## begin
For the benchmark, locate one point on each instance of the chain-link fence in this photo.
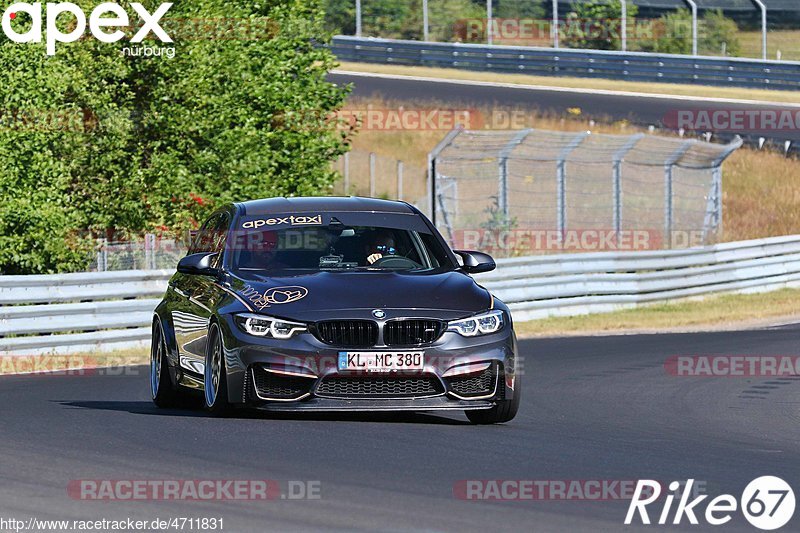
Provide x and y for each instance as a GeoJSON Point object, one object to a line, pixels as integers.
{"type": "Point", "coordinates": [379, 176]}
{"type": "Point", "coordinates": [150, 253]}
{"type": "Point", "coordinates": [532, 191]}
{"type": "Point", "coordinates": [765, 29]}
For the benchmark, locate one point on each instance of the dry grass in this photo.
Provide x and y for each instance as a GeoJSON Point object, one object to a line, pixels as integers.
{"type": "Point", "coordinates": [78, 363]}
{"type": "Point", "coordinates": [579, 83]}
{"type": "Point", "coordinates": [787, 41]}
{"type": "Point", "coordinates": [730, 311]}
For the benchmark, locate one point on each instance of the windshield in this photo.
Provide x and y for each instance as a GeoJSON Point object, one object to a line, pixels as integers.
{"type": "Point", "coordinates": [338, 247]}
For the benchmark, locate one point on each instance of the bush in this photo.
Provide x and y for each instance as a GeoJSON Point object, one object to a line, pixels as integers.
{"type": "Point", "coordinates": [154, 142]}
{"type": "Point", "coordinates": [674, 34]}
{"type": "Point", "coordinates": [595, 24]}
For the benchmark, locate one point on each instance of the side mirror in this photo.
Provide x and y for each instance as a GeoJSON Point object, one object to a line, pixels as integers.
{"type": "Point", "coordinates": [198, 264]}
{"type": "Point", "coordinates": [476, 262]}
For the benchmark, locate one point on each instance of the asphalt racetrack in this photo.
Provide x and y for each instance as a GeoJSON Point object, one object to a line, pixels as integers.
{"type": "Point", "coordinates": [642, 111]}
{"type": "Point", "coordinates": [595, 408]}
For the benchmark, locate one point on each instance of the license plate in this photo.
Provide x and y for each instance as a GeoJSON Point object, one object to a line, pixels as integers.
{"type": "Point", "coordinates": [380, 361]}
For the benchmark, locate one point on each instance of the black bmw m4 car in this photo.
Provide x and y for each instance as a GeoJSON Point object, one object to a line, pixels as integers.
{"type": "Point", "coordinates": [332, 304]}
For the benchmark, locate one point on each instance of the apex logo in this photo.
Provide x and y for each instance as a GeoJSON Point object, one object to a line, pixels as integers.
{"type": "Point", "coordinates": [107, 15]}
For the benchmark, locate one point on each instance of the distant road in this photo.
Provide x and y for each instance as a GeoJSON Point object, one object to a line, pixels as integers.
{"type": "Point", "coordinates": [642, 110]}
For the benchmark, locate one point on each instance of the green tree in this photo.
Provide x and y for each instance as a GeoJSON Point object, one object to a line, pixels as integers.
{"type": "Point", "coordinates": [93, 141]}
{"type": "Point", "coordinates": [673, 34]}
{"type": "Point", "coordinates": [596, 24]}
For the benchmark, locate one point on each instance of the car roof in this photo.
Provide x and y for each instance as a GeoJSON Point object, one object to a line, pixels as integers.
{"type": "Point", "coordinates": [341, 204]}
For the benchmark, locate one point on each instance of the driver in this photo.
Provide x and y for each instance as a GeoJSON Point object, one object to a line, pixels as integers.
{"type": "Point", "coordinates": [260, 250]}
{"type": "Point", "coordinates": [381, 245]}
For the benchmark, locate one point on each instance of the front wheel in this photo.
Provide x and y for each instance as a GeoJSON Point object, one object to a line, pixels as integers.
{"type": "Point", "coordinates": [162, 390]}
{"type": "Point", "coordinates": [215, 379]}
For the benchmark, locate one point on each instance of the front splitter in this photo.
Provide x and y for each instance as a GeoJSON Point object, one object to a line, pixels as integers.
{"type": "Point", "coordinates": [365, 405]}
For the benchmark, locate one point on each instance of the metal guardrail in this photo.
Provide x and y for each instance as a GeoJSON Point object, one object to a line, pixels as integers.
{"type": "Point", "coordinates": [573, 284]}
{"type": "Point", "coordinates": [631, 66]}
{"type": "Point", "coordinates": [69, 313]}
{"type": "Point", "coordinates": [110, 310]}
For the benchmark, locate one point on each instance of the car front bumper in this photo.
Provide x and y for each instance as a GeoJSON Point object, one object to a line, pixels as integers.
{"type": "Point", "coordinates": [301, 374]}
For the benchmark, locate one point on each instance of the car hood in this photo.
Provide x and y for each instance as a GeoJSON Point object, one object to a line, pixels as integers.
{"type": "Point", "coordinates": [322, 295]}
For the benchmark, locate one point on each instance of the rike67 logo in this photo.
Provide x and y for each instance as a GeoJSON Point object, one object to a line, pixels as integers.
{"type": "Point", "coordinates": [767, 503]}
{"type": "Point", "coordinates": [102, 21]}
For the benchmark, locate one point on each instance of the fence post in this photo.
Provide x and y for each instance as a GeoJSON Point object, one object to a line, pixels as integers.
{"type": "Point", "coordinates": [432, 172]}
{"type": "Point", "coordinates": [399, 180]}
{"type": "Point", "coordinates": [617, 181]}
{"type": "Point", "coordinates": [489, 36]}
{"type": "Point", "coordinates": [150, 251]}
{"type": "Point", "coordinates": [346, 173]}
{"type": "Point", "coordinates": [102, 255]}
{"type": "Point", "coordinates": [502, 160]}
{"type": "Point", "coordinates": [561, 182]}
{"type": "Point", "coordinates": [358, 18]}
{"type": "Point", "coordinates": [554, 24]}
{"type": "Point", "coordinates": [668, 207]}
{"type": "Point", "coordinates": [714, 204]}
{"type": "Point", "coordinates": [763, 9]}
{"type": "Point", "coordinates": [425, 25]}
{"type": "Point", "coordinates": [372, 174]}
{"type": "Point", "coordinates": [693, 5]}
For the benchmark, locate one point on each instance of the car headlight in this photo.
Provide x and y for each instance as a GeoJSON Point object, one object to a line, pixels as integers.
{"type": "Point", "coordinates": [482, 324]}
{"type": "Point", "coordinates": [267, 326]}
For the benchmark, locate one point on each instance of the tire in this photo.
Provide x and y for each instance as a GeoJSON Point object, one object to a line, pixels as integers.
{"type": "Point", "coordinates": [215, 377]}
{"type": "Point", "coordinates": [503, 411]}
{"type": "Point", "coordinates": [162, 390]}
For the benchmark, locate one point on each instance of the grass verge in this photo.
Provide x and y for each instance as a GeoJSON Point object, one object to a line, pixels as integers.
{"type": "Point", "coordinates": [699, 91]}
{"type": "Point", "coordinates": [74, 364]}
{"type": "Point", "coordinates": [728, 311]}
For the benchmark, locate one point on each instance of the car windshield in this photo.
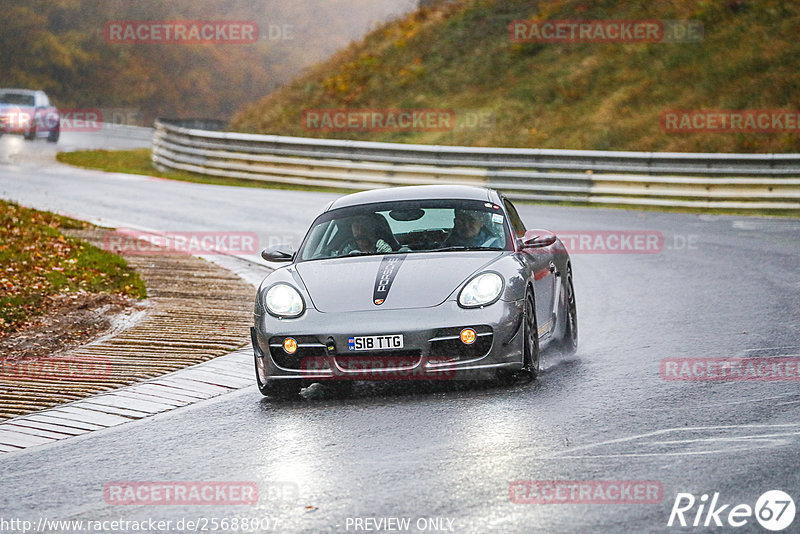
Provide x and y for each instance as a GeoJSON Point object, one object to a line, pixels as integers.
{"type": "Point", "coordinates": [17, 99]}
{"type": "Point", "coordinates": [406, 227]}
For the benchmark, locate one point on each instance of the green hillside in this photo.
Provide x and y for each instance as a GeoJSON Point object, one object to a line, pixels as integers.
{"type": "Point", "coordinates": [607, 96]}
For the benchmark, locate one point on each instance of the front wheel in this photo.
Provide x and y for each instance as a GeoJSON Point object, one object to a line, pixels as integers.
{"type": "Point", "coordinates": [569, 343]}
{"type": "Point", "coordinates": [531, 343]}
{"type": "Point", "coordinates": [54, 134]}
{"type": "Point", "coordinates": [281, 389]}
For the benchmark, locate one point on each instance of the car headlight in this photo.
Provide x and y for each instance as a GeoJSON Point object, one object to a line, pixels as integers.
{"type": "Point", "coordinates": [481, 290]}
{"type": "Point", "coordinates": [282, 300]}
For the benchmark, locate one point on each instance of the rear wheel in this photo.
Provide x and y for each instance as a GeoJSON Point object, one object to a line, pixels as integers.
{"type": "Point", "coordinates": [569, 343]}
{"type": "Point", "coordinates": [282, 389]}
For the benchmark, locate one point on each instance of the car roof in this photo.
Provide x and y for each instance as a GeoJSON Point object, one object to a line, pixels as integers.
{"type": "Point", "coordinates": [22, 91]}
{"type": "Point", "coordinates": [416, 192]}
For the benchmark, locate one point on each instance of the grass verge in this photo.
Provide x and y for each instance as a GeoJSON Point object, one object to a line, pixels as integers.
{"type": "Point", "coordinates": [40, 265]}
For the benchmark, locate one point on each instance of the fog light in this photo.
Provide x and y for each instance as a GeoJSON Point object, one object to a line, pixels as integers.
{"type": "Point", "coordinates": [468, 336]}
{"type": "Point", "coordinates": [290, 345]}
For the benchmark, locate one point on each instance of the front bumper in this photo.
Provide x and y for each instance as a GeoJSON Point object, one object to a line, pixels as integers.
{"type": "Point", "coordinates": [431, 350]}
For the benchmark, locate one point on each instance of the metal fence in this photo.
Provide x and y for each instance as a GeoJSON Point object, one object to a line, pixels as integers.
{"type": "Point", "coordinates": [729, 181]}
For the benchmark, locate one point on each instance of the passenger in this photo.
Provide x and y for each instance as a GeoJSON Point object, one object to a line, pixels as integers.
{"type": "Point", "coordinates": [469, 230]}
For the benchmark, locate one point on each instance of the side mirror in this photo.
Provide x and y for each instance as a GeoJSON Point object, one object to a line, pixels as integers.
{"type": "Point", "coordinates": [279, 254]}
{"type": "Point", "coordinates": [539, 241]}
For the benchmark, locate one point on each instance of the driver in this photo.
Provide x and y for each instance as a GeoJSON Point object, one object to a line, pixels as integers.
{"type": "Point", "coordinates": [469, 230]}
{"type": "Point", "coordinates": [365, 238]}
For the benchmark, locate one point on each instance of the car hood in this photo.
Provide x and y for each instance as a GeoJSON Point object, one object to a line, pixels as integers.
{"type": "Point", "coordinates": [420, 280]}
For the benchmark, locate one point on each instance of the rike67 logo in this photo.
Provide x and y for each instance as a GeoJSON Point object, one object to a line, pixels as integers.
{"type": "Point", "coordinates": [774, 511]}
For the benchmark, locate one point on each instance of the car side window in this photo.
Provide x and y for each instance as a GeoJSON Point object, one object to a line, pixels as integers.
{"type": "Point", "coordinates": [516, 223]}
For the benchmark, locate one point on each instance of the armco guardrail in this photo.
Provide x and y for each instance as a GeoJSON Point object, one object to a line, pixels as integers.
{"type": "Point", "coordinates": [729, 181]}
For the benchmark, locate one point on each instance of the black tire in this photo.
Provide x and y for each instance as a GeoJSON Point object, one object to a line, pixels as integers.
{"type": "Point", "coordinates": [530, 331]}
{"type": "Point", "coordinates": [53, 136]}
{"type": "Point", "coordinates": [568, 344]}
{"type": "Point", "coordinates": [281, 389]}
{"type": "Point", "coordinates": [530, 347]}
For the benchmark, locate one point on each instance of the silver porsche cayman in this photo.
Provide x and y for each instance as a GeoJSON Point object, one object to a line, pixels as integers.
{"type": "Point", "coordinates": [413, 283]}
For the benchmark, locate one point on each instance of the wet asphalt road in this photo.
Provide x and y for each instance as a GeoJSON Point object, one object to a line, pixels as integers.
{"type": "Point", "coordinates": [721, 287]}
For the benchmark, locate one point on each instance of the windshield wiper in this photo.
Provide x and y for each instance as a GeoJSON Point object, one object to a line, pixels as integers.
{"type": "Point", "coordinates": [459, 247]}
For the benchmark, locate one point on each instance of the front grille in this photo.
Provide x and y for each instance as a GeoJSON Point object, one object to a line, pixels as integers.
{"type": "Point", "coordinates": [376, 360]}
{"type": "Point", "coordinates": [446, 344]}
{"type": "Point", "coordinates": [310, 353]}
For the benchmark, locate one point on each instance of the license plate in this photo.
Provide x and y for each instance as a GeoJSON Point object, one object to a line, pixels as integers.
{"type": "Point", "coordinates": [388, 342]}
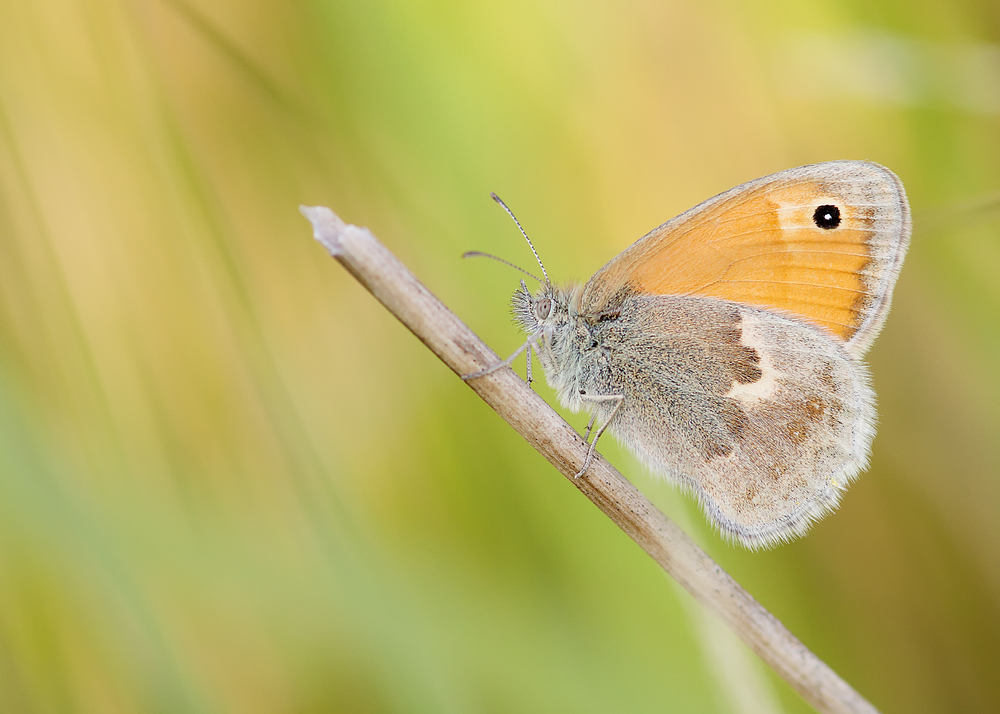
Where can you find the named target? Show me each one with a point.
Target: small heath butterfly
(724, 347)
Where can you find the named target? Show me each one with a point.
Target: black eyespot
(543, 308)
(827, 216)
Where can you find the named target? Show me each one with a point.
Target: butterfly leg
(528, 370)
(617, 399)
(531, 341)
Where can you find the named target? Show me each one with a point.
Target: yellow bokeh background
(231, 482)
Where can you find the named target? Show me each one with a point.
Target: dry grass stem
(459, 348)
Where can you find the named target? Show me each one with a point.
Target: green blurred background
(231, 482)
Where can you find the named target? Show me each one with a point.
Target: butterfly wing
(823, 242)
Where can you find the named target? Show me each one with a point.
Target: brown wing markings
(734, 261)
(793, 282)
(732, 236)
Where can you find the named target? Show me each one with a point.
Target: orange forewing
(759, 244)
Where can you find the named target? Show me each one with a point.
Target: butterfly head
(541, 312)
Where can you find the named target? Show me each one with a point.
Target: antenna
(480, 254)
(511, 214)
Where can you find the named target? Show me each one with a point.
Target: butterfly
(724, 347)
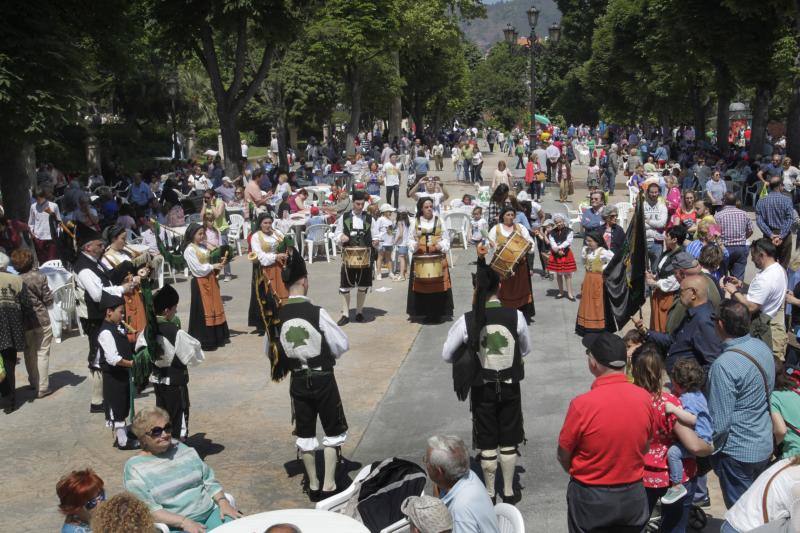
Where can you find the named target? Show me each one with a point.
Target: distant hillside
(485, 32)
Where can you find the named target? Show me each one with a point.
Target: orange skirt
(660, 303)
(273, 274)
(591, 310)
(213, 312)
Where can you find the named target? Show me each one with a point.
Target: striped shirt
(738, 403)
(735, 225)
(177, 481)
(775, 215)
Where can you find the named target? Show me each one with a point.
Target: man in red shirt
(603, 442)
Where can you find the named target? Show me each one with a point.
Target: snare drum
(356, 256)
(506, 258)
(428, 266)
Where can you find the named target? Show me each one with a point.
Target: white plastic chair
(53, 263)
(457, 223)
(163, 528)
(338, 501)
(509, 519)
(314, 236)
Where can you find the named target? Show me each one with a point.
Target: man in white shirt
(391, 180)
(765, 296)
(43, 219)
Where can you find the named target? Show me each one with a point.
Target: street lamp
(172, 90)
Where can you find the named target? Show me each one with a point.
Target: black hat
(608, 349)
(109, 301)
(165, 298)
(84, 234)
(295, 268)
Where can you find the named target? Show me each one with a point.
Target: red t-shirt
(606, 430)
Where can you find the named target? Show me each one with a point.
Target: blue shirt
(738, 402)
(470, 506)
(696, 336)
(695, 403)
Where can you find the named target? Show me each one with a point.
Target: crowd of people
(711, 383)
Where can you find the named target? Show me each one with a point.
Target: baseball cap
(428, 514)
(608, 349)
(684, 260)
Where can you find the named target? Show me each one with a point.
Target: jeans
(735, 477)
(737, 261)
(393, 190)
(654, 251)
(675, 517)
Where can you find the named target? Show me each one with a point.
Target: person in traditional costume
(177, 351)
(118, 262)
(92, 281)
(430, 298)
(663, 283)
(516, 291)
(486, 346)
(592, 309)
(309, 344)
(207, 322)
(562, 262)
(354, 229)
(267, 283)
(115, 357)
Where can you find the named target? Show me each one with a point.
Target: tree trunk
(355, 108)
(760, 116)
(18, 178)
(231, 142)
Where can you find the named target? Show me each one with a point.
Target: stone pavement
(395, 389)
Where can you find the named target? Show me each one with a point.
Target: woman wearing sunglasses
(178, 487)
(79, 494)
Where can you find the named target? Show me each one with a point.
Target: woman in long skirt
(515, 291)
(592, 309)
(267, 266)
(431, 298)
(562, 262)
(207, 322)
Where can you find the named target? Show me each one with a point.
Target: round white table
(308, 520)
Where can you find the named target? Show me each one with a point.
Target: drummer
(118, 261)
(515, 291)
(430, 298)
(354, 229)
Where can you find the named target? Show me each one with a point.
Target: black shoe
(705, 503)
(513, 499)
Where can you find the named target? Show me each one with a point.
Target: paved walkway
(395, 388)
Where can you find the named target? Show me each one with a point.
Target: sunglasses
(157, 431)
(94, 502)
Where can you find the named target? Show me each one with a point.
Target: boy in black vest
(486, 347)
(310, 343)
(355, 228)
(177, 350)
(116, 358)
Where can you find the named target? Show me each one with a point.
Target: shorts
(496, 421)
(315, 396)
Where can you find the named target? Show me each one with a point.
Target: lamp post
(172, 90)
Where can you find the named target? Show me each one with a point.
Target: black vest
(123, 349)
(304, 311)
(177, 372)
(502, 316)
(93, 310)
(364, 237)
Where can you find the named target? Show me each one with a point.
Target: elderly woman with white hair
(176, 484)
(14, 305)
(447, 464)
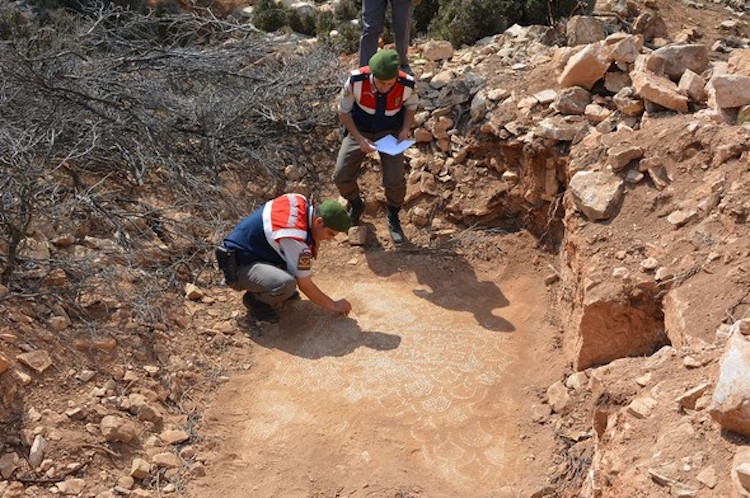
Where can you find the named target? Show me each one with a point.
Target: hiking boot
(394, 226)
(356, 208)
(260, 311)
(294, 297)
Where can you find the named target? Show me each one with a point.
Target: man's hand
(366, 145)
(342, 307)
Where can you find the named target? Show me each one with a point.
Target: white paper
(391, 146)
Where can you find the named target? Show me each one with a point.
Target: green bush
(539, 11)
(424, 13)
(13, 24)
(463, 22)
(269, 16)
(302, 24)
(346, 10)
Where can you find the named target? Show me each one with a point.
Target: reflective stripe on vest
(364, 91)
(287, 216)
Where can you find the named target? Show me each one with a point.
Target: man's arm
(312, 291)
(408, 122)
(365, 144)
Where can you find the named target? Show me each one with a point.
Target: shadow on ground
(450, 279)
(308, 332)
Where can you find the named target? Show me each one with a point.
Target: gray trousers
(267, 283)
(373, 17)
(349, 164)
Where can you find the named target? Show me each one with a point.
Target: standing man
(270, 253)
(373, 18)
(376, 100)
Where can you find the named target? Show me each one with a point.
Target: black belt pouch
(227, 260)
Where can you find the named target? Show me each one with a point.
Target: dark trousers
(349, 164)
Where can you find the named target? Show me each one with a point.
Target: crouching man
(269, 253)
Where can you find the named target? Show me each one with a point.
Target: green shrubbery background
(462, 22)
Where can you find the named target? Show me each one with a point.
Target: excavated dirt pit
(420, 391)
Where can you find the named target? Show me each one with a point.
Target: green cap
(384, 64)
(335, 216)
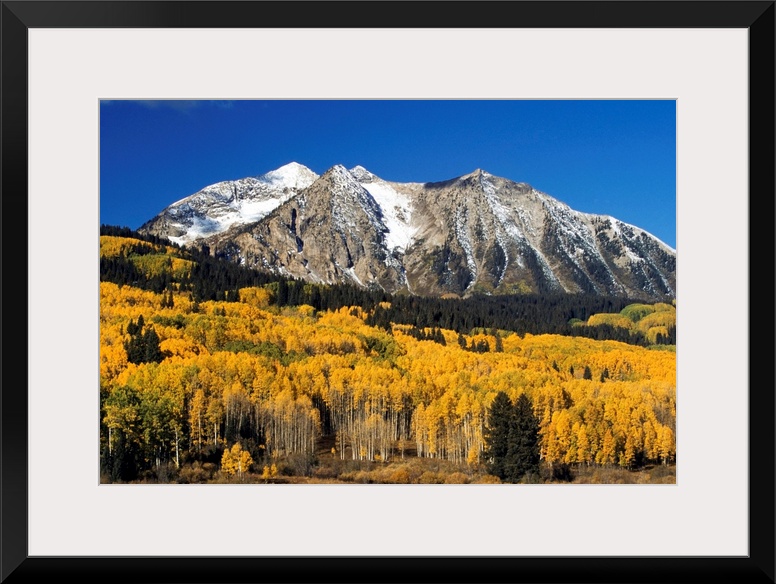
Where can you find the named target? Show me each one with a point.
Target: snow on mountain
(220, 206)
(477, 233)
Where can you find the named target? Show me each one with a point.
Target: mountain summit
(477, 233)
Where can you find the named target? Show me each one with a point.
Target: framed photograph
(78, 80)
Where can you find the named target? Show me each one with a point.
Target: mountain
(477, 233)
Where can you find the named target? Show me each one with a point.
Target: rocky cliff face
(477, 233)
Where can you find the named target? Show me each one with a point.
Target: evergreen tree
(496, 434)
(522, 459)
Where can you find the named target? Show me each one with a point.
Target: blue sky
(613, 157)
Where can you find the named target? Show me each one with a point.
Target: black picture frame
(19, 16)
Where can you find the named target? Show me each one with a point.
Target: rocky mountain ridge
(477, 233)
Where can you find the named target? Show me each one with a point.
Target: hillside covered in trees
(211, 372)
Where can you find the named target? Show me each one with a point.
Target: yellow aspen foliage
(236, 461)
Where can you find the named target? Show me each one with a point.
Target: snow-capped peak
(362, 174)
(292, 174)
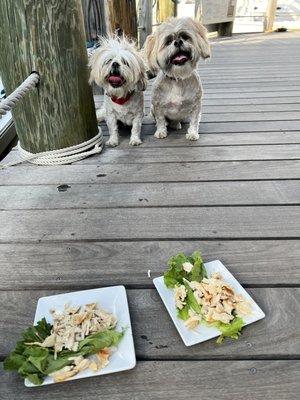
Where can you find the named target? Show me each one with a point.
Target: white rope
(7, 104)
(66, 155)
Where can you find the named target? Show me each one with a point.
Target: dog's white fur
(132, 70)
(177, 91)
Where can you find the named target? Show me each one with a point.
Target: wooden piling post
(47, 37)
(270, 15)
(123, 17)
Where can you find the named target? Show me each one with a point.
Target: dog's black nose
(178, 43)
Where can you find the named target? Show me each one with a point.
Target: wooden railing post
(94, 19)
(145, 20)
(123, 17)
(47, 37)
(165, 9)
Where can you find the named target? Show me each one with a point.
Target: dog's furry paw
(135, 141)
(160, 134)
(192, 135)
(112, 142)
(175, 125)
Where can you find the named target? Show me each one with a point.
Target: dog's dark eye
## end
**Prompt:**
Collect every line in the records above that contains the word "front" and copy each one.

**Solution below:**
For the benchmark, locate one point on each instance of the front wheel in this photo.
For the benchmark, locate one point on each instance of the front splitter in this photo.
For the benchmark, locate one point on each instance of the car front bumper in this photo.
For the benchmark, locate one point on each instance of the front wheel in this photo.
For the benchmark, locate one point on each instance of the front bumper in this photo.
For the benchmark, locate one point on each instance of the front grille in this photo.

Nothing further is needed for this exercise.